[Referring expression pointing data]
____________
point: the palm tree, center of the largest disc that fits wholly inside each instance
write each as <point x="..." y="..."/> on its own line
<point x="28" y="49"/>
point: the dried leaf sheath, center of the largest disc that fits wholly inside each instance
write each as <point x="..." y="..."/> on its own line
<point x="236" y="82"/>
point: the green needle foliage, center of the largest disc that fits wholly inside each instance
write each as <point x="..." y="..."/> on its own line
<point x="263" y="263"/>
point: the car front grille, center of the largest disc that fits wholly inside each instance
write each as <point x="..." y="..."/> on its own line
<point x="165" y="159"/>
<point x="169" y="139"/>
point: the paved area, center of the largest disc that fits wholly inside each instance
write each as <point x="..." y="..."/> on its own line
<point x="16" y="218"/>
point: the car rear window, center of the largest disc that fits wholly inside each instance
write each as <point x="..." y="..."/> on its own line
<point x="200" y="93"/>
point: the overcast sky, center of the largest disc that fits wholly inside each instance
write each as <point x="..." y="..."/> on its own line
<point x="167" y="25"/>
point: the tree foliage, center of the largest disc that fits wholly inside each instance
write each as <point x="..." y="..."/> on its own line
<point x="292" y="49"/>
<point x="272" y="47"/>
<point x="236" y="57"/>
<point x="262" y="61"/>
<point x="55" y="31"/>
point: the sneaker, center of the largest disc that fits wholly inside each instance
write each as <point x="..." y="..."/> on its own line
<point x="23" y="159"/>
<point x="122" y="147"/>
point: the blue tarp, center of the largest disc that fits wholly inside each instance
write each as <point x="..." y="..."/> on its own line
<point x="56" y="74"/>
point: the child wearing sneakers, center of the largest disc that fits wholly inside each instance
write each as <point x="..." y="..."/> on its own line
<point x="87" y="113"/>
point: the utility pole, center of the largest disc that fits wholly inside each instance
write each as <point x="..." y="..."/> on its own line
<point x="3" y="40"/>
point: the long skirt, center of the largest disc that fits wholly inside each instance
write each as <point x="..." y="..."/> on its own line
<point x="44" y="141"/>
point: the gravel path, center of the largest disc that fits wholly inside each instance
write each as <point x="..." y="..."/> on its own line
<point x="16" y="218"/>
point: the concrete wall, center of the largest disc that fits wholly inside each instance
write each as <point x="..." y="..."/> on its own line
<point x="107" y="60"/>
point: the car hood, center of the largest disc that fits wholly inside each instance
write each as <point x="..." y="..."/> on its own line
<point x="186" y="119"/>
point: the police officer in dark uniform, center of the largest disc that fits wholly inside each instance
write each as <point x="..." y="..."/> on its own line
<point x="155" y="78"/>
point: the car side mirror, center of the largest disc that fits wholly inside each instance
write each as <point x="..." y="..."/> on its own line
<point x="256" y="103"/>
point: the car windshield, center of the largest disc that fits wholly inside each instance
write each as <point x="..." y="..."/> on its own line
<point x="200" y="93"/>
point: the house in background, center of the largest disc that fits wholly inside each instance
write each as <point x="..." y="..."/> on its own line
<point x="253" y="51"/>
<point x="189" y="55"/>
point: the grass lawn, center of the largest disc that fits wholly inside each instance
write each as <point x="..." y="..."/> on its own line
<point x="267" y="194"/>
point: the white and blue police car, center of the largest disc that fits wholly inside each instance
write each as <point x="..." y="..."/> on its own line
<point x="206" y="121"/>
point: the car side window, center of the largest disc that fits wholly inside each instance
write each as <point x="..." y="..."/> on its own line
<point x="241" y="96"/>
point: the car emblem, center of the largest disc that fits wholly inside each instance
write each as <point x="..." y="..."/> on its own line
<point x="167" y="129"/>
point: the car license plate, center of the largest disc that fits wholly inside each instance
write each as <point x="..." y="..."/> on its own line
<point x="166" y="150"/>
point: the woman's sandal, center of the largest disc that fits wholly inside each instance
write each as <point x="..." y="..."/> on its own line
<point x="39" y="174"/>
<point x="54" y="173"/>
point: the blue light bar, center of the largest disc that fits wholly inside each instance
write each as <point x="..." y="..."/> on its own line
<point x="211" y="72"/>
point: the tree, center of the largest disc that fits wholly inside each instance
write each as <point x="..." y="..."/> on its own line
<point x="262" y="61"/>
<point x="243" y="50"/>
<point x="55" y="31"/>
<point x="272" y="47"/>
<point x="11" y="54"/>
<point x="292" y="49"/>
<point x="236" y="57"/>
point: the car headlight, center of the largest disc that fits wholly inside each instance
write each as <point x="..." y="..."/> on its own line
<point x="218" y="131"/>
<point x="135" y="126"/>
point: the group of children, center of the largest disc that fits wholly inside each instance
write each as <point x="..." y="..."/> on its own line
____________
Check every line of the data and give the number of them that hold the string "blue", with no other words.

- Task response
3